Reproduce every one of the records below with "Pointer output" switched to "Located points" throughout, leaving all other text unchanged. Omit the pictures from your answer.

'''

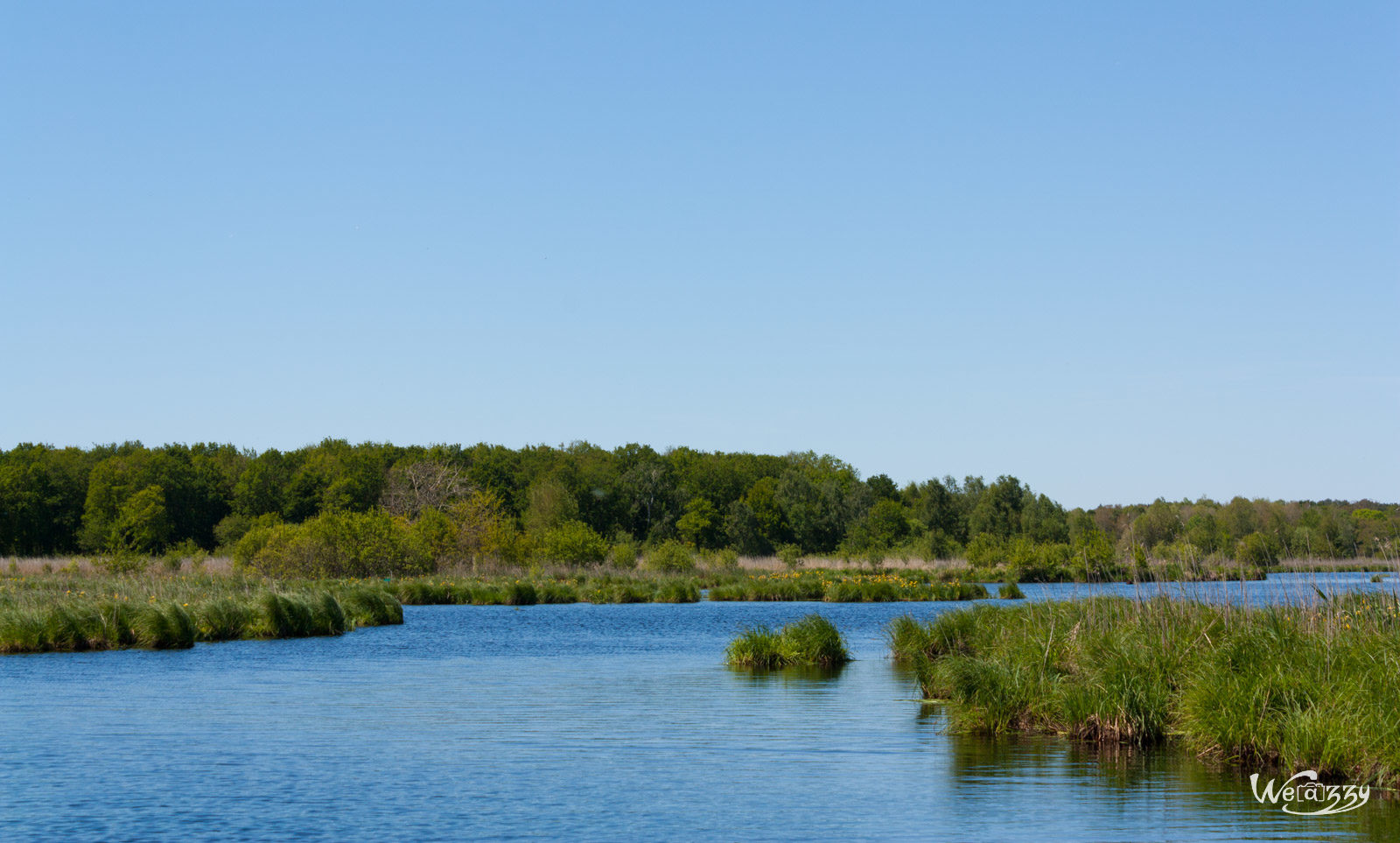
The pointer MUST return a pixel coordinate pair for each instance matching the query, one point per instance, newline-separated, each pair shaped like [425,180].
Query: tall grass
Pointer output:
[1313,686]
[811,640]
[66,612]
[844,588]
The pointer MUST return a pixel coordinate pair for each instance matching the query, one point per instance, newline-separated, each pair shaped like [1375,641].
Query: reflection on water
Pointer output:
[571,723]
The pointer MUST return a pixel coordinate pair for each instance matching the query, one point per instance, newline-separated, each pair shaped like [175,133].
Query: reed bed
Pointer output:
[1302,686]
[527,591]
[844,588]
[44,614]
[808,642]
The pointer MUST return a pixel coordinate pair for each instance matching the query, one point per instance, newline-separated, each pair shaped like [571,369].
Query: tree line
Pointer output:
[581,502]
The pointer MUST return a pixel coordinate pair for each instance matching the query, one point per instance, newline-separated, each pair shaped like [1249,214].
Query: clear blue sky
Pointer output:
[1117,251]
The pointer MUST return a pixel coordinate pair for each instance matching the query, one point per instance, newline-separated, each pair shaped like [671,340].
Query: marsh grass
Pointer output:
[808,642]
[1304,686]
[835,587]
[74,611]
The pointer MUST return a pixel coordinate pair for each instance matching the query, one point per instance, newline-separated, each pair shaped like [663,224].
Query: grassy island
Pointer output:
[1312,686]
[808,642]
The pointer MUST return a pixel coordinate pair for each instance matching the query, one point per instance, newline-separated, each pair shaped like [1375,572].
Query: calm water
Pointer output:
[576,723]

'''

▸ **COMPLETED TASK**:
The pointer MUST return a pixel coordinate pair for each instance matching the query, one point per instance, newline-separated, each pair shaped like [425,180].
Query: tall grass
Located points:
[1313,686]
[811,640]
[66,612]
[844,588]
The pointer MUST return a pixel coordinate pair for each instance matching the query, one point per instance, newline-separated, each pair shaped like [1375,641].
Query: reflection on water
Located points:
[571,723]
The pointer MUST return a pixel coordinate pair for each instance matching the query, one point per instance, newline-separated, each pair shaped like [175,133].
Query: reed bed
Located points:
[1302,686]
[527,591]
[844,588]
[44,614]
[808,642]
The pointer MUST return a pixel coordinate pair for each instance matching the query, one point per instance, newline-separated, each pair shaped like [571,369].
Query: tree line
Located points:
[581,502]
The pointer MUST return a pixel coordinate pair for each instance matching the query, one point per instance, newline-separated, each pair shaped like [1249,214].
Query: clear blue sky
Located points:
[1117,251]
The pointer MUST return a pixel coordinate pair for each instance matching the query, one point per instance, newline-separated, each pair shaped like [671,340].
Query: marsh grass
Located points:
[808,642]
[1304,686]
[835,587]
[74,611]
The pointer MUST return a pixel coordinate pair for each instance matching the query, one point per instance, newline-separated, each pair shaped like [663,224].
Query: grassy island
Located points:
[1312,686]
[808,642]
The pointer MUST return a pixel coordinate pair for each instance matching the query, one point per instance, newline-separated, each pair shaped like [1375,572].
Query: calm water
Located points:
[576,723]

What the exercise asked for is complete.